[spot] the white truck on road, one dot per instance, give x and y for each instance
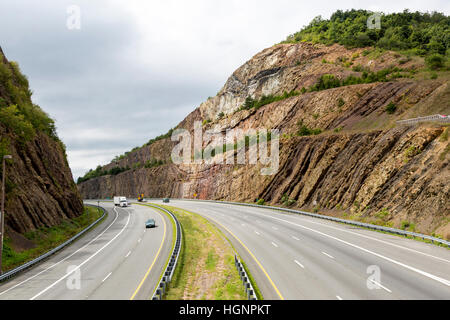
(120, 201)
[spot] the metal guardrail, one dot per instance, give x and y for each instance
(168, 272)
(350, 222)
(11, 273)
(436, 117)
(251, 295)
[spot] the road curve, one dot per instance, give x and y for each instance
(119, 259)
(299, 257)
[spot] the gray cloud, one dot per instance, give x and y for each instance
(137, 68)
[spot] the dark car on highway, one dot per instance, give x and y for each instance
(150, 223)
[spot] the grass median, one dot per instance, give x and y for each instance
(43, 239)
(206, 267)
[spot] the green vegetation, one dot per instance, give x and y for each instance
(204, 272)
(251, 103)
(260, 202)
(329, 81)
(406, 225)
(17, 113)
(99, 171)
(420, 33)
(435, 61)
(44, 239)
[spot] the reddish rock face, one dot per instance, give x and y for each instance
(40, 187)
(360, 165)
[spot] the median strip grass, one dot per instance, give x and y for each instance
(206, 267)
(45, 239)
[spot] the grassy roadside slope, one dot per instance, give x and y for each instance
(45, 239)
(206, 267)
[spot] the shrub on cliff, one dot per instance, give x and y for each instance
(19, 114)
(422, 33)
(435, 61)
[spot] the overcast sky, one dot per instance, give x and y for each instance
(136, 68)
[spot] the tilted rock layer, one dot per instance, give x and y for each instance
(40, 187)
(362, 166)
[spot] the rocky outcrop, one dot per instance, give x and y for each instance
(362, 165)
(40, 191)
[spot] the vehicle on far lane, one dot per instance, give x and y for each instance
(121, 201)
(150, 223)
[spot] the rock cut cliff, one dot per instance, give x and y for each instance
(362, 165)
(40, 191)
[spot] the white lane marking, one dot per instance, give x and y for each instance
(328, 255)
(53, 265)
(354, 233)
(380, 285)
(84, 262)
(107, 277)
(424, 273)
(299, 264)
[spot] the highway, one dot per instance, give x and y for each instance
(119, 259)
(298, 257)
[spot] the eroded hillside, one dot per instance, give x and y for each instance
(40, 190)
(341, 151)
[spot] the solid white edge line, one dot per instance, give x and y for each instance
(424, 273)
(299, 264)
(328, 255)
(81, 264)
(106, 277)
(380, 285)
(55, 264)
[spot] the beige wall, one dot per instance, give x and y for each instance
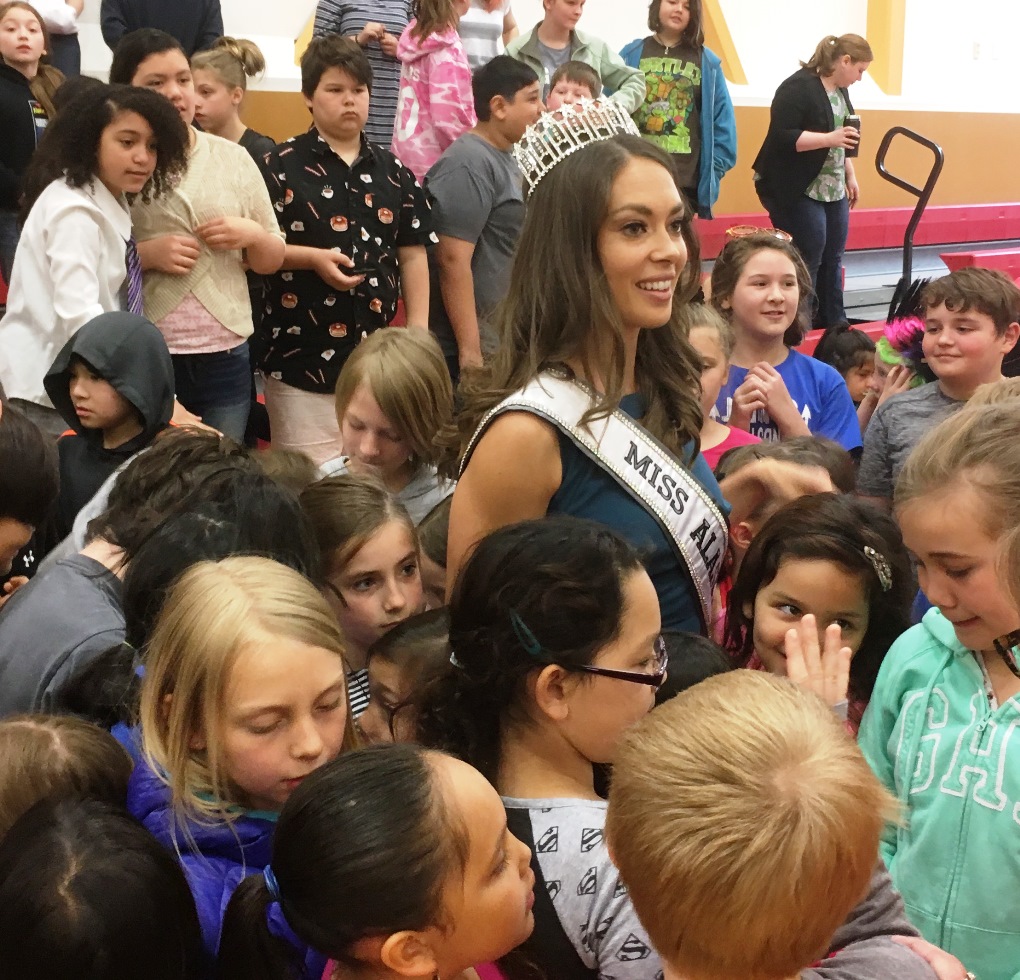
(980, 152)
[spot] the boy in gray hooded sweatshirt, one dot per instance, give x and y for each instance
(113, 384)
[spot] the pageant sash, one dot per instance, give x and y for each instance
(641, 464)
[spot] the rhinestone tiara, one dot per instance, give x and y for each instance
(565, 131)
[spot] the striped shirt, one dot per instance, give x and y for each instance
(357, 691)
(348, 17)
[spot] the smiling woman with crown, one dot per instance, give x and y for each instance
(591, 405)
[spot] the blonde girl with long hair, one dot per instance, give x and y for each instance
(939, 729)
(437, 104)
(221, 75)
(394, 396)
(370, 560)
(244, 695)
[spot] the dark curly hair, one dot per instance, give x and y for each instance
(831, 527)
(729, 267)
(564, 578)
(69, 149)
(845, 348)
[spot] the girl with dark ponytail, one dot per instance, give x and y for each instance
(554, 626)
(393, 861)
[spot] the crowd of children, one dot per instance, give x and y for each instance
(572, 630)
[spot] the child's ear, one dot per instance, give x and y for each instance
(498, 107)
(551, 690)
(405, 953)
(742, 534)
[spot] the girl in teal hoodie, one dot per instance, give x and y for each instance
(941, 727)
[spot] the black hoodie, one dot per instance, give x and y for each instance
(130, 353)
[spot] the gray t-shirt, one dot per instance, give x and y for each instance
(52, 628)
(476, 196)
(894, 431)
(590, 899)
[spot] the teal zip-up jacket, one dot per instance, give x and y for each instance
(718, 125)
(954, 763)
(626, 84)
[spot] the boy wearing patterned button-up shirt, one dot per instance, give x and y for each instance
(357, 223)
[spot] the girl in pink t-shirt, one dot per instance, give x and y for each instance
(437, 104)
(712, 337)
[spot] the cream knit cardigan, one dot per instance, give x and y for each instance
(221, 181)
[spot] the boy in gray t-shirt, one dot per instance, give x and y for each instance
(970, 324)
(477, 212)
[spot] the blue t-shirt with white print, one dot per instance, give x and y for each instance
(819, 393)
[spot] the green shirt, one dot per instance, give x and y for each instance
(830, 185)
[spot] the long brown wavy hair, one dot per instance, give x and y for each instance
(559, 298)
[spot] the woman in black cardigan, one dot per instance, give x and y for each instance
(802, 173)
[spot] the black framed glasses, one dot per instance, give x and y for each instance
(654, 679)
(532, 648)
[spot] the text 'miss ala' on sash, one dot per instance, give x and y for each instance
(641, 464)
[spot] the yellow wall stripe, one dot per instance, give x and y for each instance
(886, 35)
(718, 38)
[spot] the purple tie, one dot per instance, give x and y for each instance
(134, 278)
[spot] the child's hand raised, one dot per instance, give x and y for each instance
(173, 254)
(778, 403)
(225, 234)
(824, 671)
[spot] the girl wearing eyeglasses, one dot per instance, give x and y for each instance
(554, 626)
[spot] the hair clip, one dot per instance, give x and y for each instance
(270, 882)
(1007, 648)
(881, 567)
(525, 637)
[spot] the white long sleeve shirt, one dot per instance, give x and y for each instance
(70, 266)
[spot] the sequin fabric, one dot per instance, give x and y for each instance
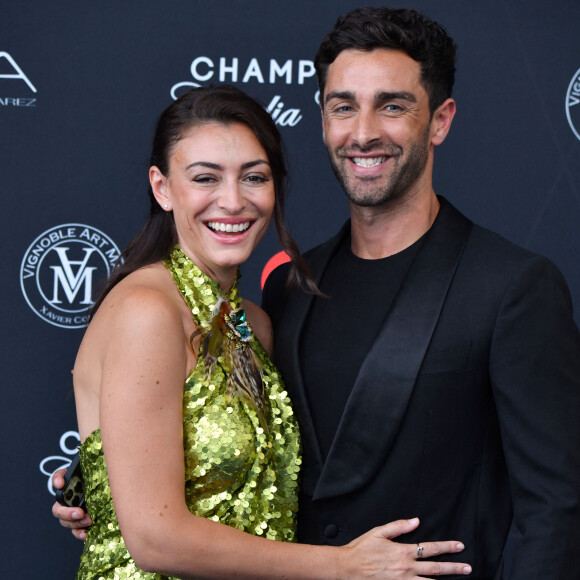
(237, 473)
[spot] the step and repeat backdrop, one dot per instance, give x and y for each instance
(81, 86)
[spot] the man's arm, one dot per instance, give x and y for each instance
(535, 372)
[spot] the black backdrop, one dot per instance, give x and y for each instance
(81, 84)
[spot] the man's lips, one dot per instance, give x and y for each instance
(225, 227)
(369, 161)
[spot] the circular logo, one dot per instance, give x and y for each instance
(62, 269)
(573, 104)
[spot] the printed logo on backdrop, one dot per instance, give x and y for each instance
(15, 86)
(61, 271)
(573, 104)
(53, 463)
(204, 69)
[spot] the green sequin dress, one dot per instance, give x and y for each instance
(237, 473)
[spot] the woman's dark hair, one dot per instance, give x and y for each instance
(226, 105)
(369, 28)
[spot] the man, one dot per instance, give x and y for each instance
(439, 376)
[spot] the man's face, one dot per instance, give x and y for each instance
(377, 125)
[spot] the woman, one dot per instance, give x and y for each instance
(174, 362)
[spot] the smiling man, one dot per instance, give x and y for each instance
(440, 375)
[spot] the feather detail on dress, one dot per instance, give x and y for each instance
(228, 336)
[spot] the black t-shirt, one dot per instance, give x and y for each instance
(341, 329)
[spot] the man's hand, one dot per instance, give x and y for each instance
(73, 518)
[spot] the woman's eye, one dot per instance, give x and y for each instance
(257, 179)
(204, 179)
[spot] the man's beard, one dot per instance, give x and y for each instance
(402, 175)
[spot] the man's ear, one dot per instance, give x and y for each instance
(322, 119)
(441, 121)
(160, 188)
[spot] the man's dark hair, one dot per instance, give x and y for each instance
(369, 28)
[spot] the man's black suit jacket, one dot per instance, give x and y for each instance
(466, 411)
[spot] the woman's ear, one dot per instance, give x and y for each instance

▶ **What you are asked to do**:
Reproduce all of the lines above verbatim, omitting the pictures.

▶ **Solved exercise**:
[spot] the white truck on road, one dot per instance, give x and y for each instance
(120, 201)
[spot] the metal guardrail, one dot per instance, give x and y for each instance
(168, 272)
(350, 222)
(11, 273)
(436, 117)
(251, 295)
[spot] the road curve, one dot per instance, give x and y for each instance
(119, 259)
(299, 257)
[spot] the gray cloud, one dot per instance, give x and y for each instance
(137, 68)
[spot] the dark car on highway, one dot per instance, give x and y for each instance
(150, 223)
[spot] the grass median, one dot per instance, give x and y for each instance
(43, 239)
(206, 267)
[spot] the green vegetation, one dot per instance, give x and y for each instance
(204, 272)
(251, 103)
(260, 202)
(329, 81)
(406, 225)
(17, 113)
(99, 171)
(420, 33)
(435, 61)
(44, 239)
[spot] the reddish rock face, one dot per instance, give x and y for each instance
(40, 187)
(360, 165)
[spot] the median strip grass, one dot per instance, give x and y for each instance
(206, 267)
(45, 239)
[spot] the grassy roadside slope, one dot per instance, give x and y for each instance
(45, 239)
(206, 267)
[spot] the shrub on cliff, one dot per instance, give x and y for each instance
(19, 114)
(422, 33)
(435, 61)
[spot] the overcast sky, one dot per instance, give x and y for each instance
(136, 68)
[spot] the tilted rock layer, one dot per instance, give x and y for each instance
(40, 187)
(362, 166)
[spot] the rocky outcrop, one dot per instance, give x and y for each instance
(362, 165)
(40, 191)
[spot] the vehicle on far lane, one dot per instance, give x and y for each instance
(121, 201)
(150, 223)
[spot] the rock cut cliff, one dot per instance, give x and y for each instance
(362, 165)
(40, 191)
[spot] the white lane marking, one dot per instance, give x and y for each instance
(328, 255)
(53, 265)
(354, 233)
(380, 285)
(84, 262)
(107, 277)
(424, 273)
(299, 264)
[spot] the highway, one dot per instance, give x and y for each instance
(119, 259)
(298, 257)
[spot] the eroded hillside, one dot per instance, give x and y for each instance
(40, 190)
(341, 151)
[spot] the solid white edge line, one dot per instance, give x and y for each instance
(424, 273)
(299, 264)
(328, 255)
(81, 264)
(106, 277)
(380, 285)
(55, 264)
[spot] the beige wall, one dot per instance, give x and y for each instance
(980, 152)
[spot] the boy in gray hooded sweatshirt, one dot per instance, give x and y for each instance
(113, 384)
[spot] the pageant sash, one dot per instance, give x and y for each instance
(641, 464)
[spot] the rhinestone tiara, one dot per instance, give x and y for each instance
(565, 131)
[spot] the striped shirt, one dot per instance, give x and y for each instance
(357, 691)
(348, 17)
[spot] the smiling woman with crown, one dot per instance, give x and y for each instance
(591, 405)
[spot] the blonde girl with long hair, one dot per instance, give x and y for each instance
(939, 729)
(437, 104)
(221, 75)
(394, 396)
(370, 560)
(244, 695)
[spot] the dark curly hair, one dot per instance, give x and y for each instance
(831, 527)
(729, 267)
(564, 578)
(69, 149)
(845, 348)
[spot] the girl with dark ponytail, one dot per instance, give x and y for each instance
(554, 626)
(393, 861)
[spot] the crowd of children, one dot per instance, give x and y for each instance
(572, 630)
[spot] the child's ear, one dot per instance, give x and y for each instance
(498, 107)
(551, 690)
(405, 953)
(742, 534)
[spot] the girl in teal hoodie, one dot per instance, give x and y for each instance
(941, 727)
[spot] the black hoodie, one dot per instance, give x and y for each instance
(130, 353)
[spot] the gray t-shirt, one dot per instance, give x and y for each instance
(52, 628)
(476, 196)
(894, 431)
(590, 899)
[spot] the teal zip-up jacket, one dot per instance, give x and y for each instance
(718, 125)
(954, 763)
(626, 84)
[spot] the boy wearing patterned button-up shirt, one dot per instance, give x and y for each instance
(357, 223)
[spot] the girl in pink t-shirt, one dot per instance, give x and y for each instance
(437, 104)
(712, 337)
[spot] the cream knit cardigan, one dot per instance, give x and y for each instance
(221, 181)
[spot] the boy in gray t-shirt, one dot per instance, give x and y for each instance
(970, 324)
(477, 212)
[spot] the blue t-shirt with white print, one dot per instance, give x and y for each instance
(819, 393)
[spot] the green shirt, one dot per instance, give x and y for each instance
(830, 185)
[spot] the long brown wavy hair, one dot per instance, give x and y for each instance
(559, 298)
[spot] the woman in black cardigan, one dot per instance, give x and y for each instance
(802, 173)
[spot] the black framed glasses, one dot per instance, give x and y for each instance
(654, 679)
(532, 648)
[spot] the text 'miss ala' on sash, one dot per instance, give x and y for each instance
(641, 464)
[spot] the yellow wall stripe, one dot per instance, give x and y for each instance
(886, 35)
(718, 38)
[spot] the purple tie, one dot per instance, give x and y for each instance
(134, 278)
[spot] the child's hand raised, one dot per instance, give x and y for each instance
(173, 254)
(778, 403)
(225, 234)
(824, 671)
[spot] the girl wearing eyeglasses, one dot per instance, give x and y for each instance
(554, 626)
[spot] the hair clip, one dot per instance, give x and y for each instance
(270, 882)
(1007, 648)
(881, 567)
(525, 637)
[spot] the white long sleeve shirt, one dot per instance, give x and y for each instance
(70, 266)
[spot] the sequin fabric, one dot per instance, give x and y for each instance
(237, 473)
[spot] the step and repeat backdrop, one dot per instance, give x and y for each instance
(81, 86)
[spot] the man's arm, one dot per instance, give x and y for each instance
(535, 372)
[spot] the black backdrop, one dot per instance, give x and y for each instance
(81, 84)
[spot] the man's lips, one dot per instance, give x and y for each instance
(225, 227)
(369, 161)
[spot] the circular logo, one dot per instance, give x and y for each instance
(62, 269)
(573, 104)
[spot] the printed logo on backdrop, one dot per instance, give x and y for each instance
(15, 86)
(61, 271)
(573, 104)
(53, 463)
(204, 69)
[spot] the green sequin dress, one dot per instance, give x and y for each instance
(237, 473)
[spot] the woman's dark hair, one dot per instance, give x and y for each instance
(226, 105)
(369, 28)
[spot] the man, one dot per instance, give x and y for each instance
(439, 376)
[spot] the man's face, one dot per instance, give x and y for each instance
(377, 125)
[spot] the woman, one dot per instance, give x and y for each instance
(174, 362)
[spot] the smiling man, one dot per instance, give x and y for each instance
(440, 375)
[spot] the feather detail on dress, one dot per instance, give x and y for each instance
(228, 336)
[spot] the black t-shirt, one dot per instance, give x and y for each instance
(341, 329)
[spot] the man's hand, one dot per instance, give x and y for each instance
(73, 518)
[spot] the woman's eye, one dot per instance, give x and y for each instance
(257, 179)
(204, 179)
[spot] the man's beard, one dot per instance, give x and y for each instance
(402, 175)
[spot] the man's ear, one dot per instance, give x and y for each instance
(322, 119)
(441, 121)
(160, 188)
[spot] the man's dark hair, one dot per instance, give x and y for each instance
(369, 28)
[spot] the man's black suit jacket, one dot per instance, give x and y for each instance
(466, 411)
[spot] the woman's ear, one dot per instance, give x and y for each instance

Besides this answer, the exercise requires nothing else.